§ Objective:
Extract every line of the items that contains the string "wall", and copy each one unchanged.

(Annotated coordinate items)

start

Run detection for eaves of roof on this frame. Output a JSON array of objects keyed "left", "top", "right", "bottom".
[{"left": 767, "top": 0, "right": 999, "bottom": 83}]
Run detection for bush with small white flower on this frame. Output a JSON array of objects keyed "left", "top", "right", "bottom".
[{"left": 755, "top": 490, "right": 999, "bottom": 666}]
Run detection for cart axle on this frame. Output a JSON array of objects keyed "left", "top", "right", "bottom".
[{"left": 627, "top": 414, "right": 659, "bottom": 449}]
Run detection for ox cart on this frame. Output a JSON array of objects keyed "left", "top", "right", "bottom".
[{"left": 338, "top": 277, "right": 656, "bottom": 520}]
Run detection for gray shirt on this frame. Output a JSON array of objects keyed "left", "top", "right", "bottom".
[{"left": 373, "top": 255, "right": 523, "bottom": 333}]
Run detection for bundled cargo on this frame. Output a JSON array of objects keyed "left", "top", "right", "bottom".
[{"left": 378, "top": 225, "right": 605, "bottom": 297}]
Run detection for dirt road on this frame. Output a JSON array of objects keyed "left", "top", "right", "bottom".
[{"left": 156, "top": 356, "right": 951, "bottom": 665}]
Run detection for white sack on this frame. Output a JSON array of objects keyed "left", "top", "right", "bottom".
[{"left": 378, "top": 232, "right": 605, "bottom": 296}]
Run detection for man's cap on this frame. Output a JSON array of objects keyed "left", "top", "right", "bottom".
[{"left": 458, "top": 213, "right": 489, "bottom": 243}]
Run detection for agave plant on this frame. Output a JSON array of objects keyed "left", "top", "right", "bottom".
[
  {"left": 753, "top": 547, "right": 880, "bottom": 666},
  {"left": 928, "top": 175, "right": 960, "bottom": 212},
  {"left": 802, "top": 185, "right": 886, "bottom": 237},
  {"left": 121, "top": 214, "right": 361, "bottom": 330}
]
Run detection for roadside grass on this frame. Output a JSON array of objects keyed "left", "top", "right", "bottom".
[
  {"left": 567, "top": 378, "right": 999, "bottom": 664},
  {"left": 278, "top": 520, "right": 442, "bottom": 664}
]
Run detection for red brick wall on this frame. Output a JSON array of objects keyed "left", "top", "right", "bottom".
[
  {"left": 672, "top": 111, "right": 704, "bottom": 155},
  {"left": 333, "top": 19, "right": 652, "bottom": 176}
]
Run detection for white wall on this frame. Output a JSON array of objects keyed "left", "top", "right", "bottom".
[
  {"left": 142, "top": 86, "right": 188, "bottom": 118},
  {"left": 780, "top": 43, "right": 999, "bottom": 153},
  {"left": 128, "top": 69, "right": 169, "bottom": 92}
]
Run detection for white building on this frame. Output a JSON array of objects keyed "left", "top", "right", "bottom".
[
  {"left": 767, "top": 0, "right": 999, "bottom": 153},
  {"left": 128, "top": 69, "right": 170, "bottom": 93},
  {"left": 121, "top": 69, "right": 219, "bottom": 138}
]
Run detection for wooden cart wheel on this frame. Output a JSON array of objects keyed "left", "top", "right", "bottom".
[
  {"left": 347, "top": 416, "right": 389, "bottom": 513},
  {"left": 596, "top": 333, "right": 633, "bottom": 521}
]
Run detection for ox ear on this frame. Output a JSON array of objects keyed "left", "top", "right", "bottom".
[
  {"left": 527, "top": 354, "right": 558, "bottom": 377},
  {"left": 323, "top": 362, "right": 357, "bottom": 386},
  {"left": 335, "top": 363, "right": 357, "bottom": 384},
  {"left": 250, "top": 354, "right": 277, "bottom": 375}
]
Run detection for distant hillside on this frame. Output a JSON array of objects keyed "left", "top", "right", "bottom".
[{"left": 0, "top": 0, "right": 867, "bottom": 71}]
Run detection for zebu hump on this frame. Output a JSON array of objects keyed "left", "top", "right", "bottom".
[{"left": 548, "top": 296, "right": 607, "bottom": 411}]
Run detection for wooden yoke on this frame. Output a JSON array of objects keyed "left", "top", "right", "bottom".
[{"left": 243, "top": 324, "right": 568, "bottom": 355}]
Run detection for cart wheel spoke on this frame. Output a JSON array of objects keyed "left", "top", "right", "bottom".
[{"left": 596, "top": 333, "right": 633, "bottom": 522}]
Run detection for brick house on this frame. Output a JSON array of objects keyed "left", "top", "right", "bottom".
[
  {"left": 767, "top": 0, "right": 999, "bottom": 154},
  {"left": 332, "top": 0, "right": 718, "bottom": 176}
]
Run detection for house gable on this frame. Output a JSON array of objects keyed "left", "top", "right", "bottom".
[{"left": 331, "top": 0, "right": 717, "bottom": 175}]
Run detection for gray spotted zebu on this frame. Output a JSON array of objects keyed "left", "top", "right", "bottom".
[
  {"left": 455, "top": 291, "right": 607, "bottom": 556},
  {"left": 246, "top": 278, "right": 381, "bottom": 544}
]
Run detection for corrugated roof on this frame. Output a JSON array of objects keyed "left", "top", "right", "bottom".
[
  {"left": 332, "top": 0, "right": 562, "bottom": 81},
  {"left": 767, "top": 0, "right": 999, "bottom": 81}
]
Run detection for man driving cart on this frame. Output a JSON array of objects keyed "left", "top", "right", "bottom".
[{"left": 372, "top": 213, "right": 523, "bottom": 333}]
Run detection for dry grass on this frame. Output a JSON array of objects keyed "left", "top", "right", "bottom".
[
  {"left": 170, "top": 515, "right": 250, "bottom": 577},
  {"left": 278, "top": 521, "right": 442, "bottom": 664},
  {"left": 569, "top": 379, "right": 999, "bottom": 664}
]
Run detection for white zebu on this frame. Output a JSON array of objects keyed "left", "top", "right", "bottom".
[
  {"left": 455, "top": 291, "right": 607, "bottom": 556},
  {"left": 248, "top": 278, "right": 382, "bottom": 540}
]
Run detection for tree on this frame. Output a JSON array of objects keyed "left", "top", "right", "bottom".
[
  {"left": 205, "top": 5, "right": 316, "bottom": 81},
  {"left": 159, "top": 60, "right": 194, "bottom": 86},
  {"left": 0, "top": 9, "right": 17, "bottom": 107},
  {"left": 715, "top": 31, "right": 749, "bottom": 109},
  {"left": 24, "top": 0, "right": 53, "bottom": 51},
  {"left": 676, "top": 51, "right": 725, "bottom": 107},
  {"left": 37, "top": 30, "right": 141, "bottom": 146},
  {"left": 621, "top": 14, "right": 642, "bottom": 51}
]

end

§ Written solution:
Run detection for red brick wall on this frame. Output a JSON array of objects keyed "left", "top", "right", "bottom".
Run detection for white wall on this frame. Output a JSON array of objects keyed "left", "top", "right", "bottom".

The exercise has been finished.